PROBLEM DESCRIPTION: Scan the data beneath this task and copy each line that includes "concrete".

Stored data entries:
◆ ◆ ◆
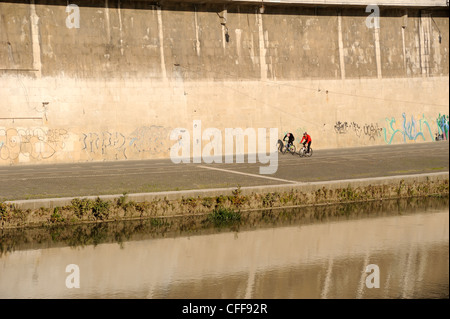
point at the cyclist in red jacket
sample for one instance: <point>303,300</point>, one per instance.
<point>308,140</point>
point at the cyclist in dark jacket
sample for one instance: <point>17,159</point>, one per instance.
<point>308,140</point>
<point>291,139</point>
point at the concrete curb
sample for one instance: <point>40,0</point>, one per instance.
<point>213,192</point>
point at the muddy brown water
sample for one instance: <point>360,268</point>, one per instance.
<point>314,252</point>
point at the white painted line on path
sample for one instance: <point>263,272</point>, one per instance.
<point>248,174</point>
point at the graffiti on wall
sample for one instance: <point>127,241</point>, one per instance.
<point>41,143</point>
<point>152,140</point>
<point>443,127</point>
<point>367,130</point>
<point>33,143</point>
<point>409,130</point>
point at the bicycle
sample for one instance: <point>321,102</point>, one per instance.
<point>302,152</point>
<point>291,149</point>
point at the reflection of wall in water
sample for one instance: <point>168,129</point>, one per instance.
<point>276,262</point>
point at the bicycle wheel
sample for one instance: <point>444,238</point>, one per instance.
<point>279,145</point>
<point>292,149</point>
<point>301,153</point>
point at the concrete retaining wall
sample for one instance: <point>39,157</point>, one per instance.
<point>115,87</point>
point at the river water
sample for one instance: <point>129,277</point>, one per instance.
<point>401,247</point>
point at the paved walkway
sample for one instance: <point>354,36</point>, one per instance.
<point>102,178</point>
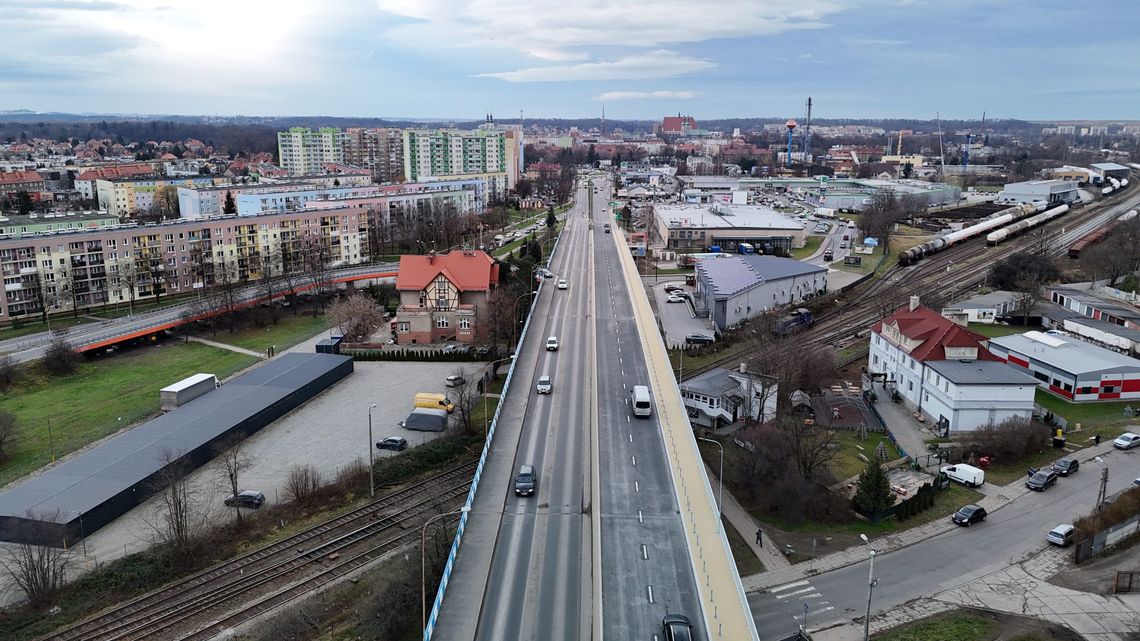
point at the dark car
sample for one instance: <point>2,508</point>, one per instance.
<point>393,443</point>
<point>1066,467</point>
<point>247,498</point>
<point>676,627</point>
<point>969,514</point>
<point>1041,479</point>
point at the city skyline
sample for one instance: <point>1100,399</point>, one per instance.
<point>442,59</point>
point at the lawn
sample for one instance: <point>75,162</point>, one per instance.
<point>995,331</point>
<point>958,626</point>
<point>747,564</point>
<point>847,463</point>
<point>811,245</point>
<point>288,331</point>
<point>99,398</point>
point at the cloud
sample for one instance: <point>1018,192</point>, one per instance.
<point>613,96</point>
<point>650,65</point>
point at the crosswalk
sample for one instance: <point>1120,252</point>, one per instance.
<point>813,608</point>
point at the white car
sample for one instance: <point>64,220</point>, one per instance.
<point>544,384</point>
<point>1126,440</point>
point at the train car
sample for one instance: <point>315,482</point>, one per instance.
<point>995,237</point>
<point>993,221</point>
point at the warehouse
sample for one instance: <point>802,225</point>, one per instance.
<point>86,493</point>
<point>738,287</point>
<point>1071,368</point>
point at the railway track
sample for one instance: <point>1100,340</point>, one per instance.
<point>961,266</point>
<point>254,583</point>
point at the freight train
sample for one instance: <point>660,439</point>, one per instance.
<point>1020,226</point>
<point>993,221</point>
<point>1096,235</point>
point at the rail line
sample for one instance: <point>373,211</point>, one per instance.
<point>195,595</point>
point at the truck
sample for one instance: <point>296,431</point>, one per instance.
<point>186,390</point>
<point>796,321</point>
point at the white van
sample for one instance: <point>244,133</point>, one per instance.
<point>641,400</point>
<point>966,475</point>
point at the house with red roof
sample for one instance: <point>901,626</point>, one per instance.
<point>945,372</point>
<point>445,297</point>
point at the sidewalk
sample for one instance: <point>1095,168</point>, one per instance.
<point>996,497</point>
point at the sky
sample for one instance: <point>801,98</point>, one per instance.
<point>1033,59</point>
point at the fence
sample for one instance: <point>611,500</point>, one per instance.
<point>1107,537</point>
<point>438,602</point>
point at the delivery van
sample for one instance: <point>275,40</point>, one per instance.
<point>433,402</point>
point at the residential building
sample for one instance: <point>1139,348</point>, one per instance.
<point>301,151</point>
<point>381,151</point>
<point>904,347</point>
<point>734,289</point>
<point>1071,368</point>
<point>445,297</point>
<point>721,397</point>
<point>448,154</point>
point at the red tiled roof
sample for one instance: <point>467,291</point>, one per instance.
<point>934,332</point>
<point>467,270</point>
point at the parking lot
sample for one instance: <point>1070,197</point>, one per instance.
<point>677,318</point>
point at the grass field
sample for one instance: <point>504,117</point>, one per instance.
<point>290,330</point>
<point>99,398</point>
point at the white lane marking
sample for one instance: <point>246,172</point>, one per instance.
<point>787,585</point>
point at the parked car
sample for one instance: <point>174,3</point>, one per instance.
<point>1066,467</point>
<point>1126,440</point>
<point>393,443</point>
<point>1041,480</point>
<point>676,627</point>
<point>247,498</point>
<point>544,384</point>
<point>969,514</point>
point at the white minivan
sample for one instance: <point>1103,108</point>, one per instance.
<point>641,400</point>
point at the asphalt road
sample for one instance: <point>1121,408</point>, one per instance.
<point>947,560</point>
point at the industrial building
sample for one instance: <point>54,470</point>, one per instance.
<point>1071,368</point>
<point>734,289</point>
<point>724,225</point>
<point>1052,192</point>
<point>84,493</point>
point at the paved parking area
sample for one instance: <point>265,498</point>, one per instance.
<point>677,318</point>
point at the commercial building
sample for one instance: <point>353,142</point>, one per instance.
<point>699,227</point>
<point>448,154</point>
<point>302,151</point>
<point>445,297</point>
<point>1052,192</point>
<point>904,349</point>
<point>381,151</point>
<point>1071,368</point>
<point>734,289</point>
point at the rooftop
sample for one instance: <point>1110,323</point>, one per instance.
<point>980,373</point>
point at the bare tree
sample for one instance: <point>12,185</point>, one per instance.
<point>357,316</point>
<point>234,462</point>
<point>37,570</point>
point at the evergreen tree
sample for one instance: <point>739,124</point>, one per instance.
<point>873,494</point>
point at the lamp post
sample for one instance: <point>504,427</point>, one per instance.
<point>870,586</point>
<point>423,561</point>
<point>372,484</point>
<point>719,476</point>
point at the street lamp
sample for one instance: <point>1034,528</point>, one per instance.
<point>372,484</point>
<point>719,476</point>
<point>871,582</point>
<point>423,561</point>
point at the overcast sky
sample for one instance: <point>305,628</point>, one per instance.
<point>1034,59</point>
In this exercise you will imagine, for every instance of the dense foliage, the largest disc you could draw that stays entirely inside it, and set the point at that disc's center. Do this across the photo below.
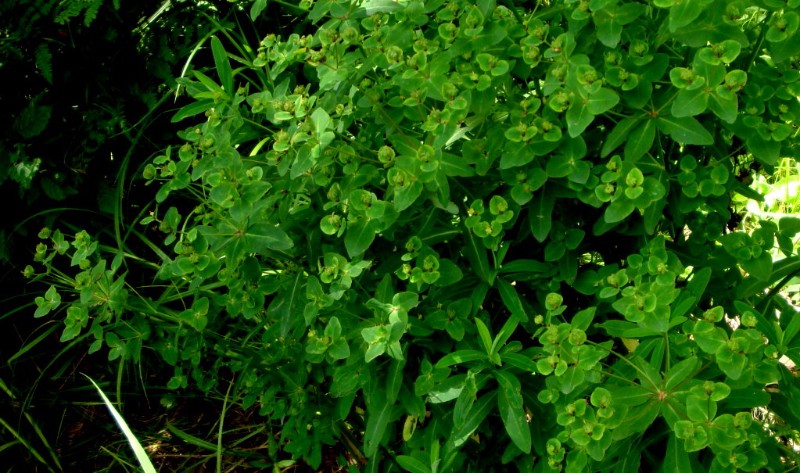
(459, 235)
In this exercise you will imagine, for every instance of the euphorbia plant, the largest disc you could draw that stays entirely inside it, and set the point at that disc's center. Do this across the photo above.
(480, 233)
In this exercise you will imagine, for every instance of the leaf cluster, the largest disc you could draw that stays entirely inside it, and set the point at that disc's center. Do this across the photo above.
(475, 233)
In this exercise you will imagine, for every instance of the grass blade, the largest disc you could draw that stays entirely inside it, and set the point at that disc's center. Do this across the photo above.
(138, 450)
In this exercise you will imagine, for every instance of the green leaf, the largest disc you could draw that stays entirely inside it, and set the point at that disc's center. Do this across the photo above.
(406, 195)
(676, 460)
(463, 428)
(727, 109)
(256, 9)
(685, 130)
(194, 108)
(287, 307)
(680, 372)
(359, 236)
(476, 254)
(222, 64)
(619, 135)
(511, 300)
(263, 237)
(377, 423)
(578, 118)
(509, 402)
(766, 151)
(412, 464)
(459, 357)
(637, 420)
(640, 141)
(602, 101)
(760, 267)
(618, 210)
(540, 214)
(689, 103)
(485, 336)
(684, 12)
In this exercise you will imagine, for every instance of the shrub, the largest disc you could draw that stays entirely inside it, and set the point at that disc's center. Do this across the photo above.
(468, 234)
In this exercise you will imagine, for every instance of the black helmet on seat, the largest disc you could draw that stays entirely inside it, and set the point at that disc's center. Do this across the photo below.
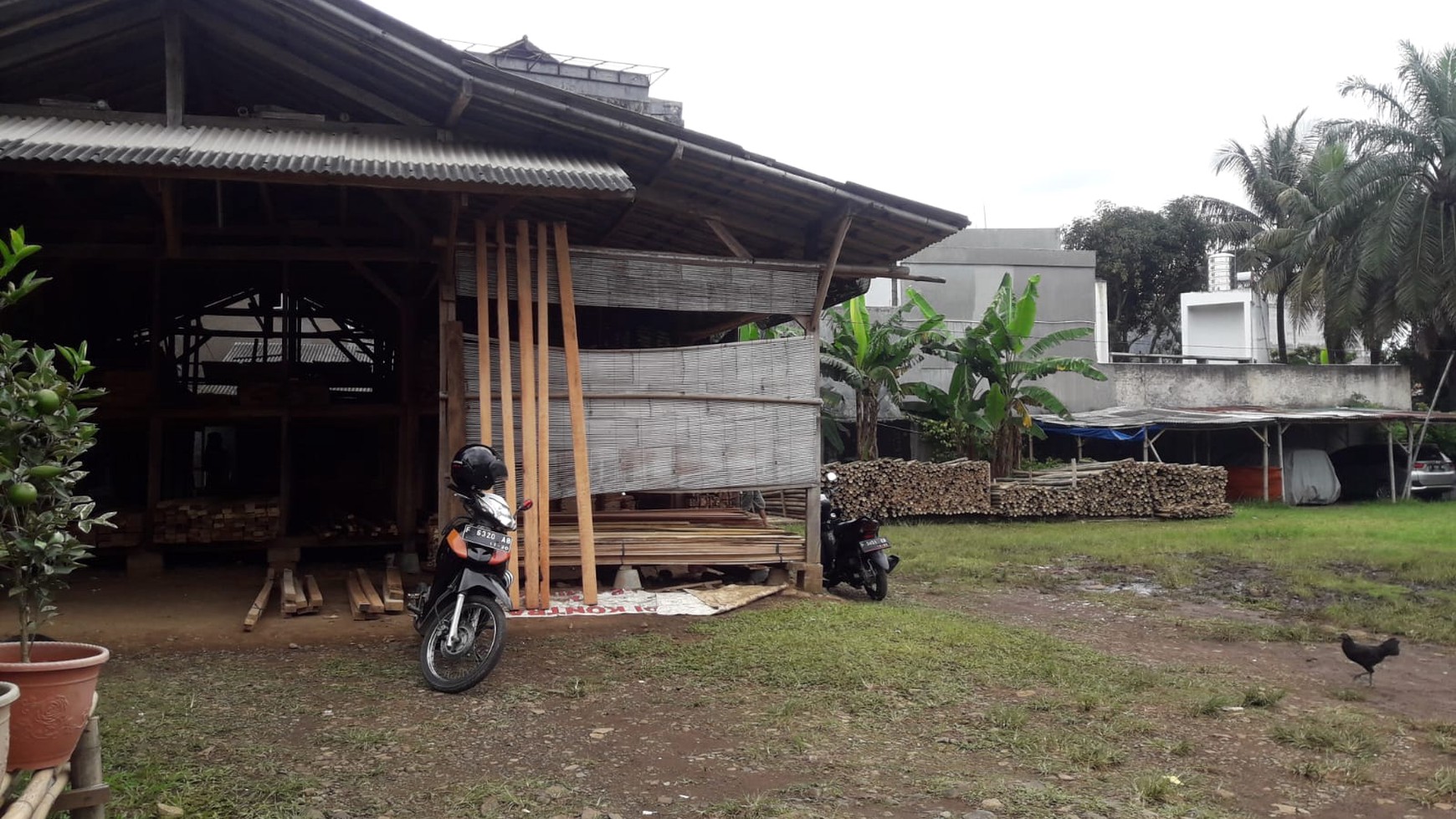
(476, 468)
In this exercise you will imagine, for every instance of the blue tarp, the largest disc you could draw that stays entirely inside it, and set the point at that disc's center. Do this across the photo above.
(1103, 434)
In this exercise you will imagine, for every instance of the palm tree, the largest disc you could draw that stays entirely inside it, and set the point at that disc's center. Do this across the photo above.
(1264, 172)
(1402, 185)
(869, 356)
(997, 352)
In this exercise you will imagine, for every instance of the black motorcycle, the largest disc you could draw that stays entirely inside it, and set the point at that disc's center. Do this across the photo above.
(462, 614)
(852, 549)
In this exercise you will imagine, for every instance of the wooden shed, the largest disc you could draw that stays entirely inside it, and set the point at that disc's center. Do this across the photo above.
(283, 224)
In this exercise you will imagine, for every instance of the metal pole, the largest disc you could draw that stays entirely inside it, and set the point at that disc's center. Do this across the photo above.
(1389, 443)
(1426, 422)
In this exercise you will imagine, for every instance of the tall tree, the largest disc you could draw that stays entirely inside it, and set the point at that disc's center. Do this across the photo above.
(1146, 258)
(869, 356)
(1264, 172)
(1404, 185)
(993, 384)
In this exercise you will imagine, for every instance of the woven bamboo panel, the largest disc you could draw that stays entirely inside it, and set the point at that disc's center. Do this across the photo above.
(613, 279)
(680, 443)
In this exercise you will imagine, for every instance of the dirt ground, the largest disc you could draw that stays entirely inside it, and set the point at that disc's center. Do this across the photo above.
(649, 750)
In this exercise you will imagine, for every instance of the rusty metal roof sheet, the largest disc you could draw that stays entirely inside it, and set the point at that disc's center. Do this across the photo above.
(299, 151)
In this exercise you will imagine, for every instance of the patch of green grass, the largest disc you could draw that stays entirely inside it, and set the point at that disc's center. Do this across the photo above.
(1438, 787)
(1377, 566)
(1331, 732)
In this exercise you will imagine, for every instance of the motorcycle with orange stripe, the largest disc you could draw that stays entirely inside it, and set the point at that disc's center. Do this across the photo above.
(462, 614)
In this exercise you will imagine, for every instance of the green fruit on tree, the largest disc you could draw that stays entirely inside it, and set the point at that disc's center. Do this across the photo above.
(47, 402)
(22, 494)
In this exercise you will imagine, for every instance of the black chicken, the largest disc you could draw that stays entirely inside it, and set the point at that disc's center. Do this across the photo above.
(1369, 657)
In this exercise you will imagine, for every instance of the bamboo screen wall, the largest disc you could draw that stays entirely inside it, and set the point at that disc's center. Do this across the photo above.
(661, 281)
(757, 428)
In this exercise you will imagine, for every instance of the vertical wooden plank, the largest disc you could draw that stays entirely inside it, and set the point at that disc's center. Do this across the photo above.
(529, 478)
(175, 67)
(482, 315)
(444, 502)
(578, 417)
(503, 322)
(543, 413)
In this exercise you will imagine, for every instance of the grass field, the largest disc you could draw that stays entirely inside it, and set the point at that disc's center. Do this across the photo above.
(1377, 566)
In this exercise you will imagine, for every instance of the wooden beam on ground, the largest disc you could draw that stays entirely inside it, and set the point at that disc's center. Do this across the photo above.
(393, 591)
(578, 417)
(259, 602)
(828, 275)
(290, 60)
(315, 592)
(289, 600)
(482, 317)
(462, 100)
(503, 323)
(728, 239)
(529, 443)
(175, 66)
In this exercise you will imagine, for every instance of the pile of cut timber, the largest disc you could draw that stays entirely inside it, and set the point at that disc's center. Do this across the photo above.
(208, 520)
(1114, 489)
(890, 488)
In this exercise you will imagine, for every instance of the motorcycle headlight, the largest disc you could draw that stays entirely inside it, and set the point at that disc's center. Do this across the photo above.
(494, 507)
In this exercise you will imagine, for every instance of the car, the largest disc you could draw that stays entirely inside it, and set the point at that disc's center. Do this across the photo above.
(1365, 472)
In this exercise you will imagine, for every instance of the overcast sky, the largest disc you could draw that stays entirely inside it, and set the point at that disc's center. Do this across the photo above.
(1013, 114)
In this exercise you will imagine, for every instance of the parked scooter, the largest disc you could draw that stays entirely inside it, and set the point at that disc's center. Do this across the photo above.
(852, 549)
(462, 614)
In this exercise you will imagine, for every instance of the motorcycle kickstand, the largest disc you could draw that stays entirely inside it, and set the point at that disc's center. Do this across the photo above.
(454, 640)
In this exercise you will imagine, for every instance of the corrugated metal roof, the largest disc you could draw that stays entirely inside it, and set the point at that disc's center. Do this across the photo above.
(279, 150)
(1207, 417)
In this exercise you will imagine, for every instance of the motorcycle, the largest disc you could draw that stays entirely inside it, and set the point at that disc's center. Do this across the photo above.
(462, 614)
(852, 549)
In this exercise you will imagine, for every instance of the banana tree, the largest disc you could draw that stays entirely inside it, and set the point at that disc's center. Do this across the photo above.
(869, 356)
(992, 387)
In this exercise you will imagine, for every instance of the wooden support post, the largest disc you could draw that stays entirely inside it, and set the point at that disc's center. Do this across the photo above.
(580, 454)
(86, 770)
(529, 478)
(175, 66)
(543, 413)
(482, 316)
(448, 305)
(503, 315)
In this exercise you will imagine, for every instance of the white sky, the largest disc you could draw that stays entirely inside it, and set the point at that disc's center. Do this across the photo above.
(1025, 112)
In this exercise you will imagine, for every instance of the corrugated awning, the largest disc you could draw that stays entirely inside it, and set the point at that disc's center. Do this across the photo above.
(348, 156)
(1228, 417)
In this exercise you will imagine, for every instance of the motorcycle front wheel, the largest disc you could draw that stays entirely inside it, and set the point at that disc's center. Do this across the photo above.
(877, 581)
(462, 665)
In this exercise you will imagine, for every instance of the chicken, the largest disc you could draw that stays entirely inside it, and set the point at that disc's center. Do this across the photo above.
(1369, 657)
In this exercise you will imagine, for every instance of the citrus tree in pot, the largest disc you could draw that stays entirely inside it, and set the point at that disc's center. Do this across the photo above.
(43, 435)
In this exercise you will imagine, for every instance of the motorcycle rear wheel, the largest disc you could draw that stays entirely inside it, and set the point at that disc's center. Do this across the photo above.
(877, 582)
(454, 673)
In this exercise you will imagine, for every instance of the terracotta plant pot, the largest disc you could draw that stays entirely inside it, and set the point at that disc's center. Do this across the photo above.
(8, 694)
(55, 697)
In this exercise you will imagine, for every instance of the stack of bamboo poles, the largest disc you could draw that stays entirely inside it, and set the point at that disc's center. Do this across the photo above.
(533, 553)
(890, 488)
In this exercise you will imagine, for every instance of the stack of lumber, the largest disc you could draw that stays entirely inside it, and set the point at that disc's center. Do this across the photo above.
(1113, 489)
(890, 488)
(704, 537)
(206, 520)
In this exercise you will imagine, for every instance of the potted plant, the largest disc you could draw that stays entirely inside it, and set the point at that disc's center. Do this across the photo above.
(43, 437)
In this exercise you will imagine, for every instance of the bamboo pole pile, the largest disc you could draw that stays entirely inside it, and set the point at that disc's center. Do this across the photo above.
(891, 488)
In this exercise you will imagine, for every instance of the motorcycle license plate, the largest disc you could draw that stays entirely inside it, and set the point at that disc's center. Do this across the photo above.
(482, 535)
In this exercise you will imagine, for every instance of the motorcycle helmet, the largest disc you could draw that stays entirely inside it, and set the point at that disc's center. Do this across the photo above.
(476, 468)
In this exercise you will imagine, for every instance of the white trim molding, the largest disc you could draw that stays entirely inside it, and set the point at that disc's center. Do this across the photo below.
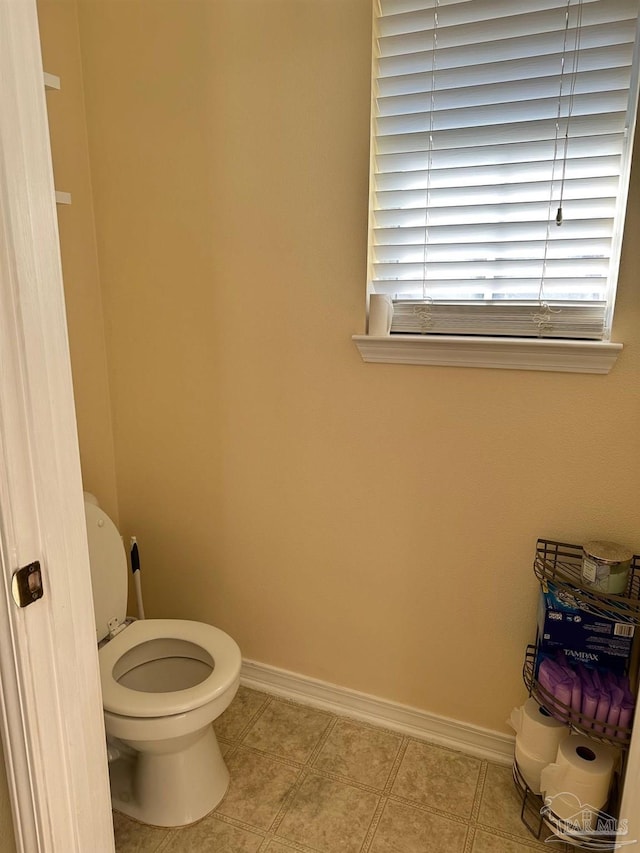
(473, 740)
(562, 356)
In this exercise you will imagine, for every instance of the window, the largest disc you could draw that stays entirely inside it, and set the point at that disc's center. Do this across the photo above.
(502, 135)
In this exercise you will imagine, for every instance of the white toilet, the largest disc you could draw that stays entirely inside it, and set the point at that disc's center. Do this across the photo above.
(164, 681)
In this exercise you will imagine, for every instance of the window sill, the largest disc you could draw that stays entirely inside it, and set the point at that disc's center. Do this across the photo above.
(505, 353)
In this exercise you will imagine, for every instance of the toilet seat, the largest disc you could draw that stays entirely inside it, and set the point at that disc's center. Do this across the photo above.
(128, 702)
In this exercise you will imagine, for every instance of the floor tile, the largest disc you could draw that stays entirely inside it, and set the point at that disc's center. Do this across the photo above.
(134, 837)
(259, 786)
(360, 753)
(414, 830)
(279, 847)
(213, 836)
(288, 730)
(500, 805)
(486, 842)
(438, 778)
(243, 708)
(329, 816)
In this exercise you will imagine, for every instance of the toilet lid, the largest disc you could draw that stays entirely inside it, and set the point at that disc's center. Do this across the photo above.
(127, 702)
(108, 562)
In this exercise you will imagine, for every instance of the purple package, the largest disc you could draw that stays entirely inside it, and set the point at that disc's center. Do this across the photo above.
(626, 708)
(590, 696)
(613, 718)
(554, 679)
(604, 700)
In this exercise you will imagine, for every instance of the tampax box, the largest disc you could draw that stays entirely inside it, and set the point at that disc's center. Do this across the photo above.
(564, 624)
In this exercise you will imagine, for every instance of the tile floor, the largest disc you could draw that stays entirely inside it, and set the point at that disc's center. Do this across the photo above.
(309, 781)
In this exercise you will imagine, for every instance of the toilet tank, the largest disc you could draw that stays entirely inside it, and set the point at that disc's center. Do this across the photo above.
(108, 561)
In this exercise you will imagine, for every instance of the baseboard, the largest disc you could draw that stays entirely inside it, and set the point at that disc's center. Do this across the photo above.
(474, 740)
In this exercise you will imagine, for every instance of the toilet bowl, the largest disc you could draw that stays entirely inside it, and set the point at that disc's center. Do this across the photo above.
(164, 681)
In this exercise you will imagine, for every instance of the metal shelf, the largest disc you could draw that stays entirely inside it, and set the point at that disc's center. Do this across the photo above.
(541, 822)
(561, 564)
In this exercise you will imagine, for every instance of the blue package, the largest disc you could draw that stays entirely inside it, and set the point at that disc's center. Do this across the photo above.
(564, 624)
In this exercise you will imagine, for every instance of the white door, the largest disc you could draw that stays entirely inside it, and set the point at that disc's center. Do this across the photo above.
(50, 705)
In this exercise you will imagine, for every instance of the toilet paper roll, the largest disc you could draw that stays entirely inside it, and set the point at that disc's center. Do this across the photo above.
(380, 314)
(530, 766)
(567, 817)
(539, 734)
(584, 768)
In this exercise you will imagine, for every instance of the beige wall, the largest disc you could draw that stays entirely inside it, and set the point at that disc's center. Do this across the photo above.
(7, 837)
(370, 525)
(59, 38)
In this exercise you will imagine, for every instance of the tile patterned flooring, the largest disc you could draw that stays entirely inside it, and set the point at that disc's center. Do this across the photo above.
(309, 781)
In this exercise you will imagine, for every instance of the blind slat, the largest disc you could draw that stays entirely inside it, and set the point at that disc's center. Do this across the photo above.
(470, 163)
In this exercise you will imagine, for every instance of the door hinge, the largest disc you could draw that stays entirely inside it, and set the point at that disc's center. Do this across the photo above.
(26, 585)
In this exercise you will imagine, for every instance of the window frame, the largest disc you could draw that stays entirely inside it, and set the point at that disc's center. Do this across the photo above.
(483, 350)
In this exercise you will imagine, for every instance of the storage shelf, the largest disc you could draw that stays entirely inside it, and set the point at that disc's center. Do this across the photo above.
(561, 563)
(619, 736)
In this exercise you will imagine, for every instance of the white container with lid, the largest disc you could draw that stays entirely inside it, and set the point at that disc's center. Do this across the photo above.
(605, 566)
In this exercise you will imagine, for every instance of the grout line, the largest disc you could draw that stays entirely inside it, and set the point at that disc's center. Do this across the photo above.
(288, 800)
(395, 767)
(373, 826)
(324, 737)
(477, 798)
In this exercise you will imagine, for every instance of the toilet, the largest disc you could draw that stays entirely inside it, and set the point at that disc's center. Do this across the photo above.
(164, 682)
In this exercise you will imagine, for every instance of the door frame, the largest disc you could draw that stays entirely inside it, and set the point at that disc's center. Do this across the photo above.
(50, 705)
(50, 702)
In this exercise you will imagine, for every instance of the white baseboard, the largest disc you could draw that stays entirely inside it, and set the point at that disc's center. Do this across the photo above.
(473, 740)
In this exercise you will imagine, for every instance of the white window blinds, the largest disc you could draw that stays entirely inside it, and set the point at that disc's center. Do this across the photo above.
◆ ◆ ◆
ANSWER BOX:
point at the concrete curb
point at the concrete retaining wall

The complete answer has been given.